● **EXTRAIT DU DOCUMENT**:

╔══

En prenant des otages militaires à Nampala, le mardi 19 juillet dernier, et pariant sur le fait qu’un État sérieux n’abandonne pas ses enfants, capturés de surcroît en mission commandée ; le chef d’Ansar Eddine, Iyad Ag Ghaly, veut imposer un dialogue qui signerait son retour dans le giron de l’État.
À la différence notoire des groupes armés, membres de la Coordination des mouvements armés (MNLA, HCUA, MAA-dissident), ni l’État ni la Communauté internationale ne sont franchement disposés à dialoguer avec ce sinistre individu. D’ailleurs, sur quelle base faut-il ouvrir le dialogue ? En effet, Iyad Ag Ghali, dans une vidéo publiée le 29 juillet 2014, revendique, sans donner de précision, des tirs de roquettes et des attaques de kamikazes. Il réaffirme son objectif d’établir la charia et de se « débarrasser des croisés, la France en tête ». Étant donné que jusqu’à preuve du contraire le Mali est un État laïque, il n’existe pratiquement pas de base de discussion avec un partisan d’un État islamique. La seule base qui pourrait exister serait qu’il reste un Malien et que l’inclusivité du dialogue national voudrait que personne ne soit laissé sur le bord du chemin.
Il se trouve que ce dernier paramètre ne concerne pas non plus Iyad, puisque c’est lui-même qui s’est exclu du processus de paix et de réconciliation. Pour rappel, dans un document sonore rendu public, en octobre 2015, Iyad Ag Ghali annonce qu’il rejette l’Accord pour la paix et la réconciliation au Mali, issu du processus d’Alger, et menace la CMA, signataire du traité.

╚══

● **LIGNES DE DONNÉES**:
╔══

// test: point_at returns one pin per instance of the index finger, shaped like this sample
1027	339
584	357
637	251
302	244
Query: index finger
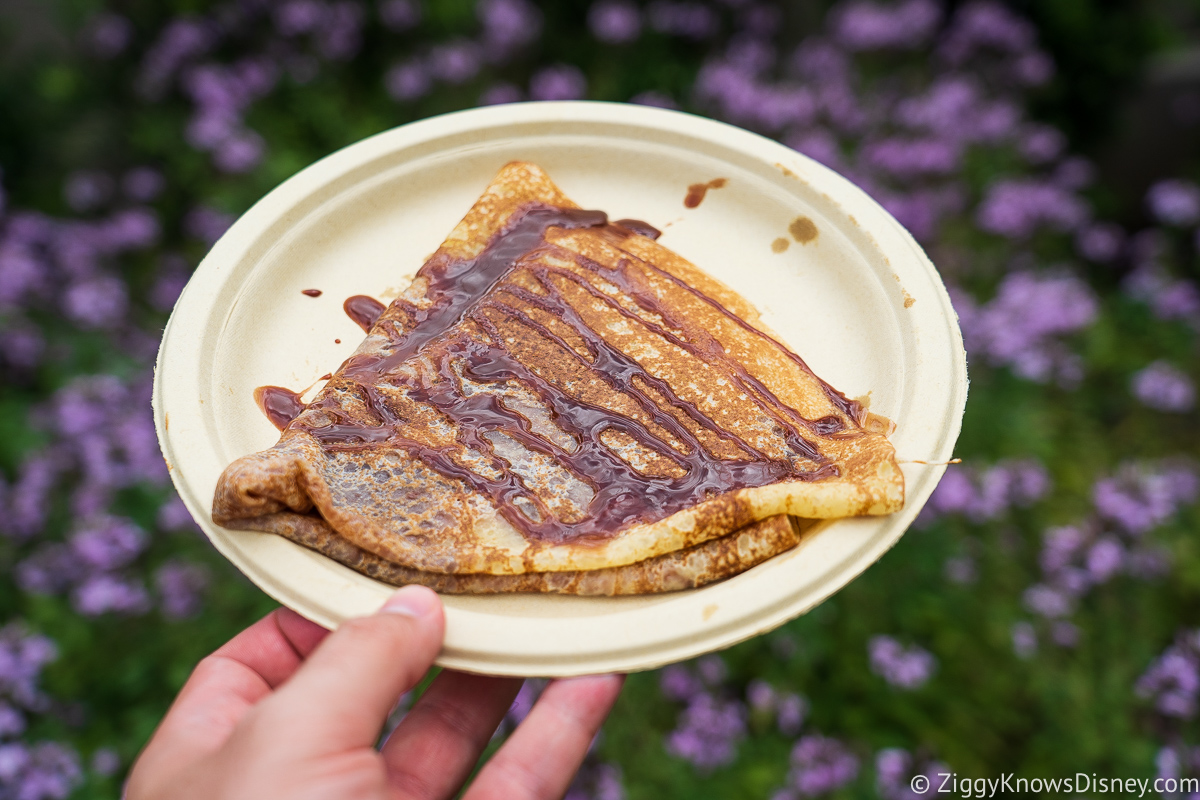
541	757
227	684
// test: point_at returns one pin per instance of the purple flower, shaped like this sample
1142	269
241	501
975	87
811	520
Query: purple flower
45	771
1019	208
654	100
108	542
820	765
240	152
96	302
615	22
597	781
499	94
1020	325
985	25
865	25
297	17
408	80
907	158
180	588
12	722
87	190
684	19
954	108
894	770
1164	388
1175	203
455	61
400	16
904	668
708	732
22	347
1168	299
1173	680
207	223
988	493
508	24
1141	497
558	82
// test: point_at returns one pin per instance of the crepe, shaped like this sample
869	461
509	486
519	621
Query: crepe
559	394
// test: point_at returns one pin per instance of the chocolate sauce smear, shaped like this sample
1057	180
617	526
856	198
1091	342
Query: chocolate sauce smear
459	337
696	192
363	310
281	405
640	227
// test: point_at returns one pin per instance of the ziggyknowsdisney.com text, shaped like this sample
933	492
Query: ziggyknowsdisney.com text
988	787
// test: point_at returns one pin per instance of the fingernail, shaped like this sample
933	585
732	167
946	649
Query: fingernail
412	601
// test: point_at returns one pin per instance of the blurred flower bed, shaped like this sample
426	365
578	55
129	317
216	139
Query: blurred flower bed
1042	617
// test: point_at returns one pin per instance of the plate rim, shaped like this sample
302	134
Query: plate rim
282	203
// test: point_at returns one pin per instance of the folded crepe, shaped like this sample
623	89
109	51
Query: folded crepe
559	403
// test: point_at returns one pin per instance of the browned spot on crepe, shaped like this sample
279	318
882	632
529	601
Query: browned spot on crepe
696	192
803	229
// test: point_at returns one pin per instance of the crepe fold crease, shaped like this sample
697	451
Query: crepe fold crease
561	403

╚══

● **DÉTAILS DU PROBLÈME**:
Recopiez mot pour mot l'intégralité du texte sur Iyad Ag Ghaly et le dialogue avec l'État malien.

● **RÉPONSE ATTENDUE**:
En prenant des otages militaires à Nampala, le mardi 19 juillet dernier, et pariant sur le fait qu’un État sérieux n’abandonne pas ses enfants, capturés de surcroît en mission commandée ; le chef d’Ansar Eddine, Iyad Ag Ghaly, veut imposer un dialogue qui signerait son retour dans le giron de l’État.
À la différence notoire des groupes armés, membres de la Coordination des mouvements armés (MNLA, HCUA, MAA-dissident), ni l’État ni la Communauté internationale ne sont franchement disposés à dialoguer avec ce sinistre individu. D’ailleurs, sur quelle base faut-il ouvrir le dialogue ? En effet, Iyad Ag Ghali, dans une vidéo publiée le 29 juillet 2014, revendique, sans donner de précision, des tirs de roquettes et des attaques de kamikazes. Il réaffirme son objectif d’établir la charia et de se « débarrasser des croisés, la France en tête ». Étant donné que jusqu’à preuve du contraire le Mali est un État laïque, il n’existe pratiquement pas de base de discussion avec un partisan d’un État islamique. La seule base qui pourrait exister serait qu’il reste un Malien et que l’inclusivité du dialogue national voudrait que personne ne soit laissé sur le bord du chemin.
Il se trouve que ce dernier paramètre ne concerne pas non plus Iyad, puisque c’est lui-même qui s’est exclu du processus de paix et de réconciliation. Pour rappel, dans un document sonore rendu public, en octobre 2015, Iyad Ag Ghali annonce qu’il rejette l’Accord pour la paix et la réconciliation au Mali, issu du processus d’Alger, et menace la CMA, signataire du traité.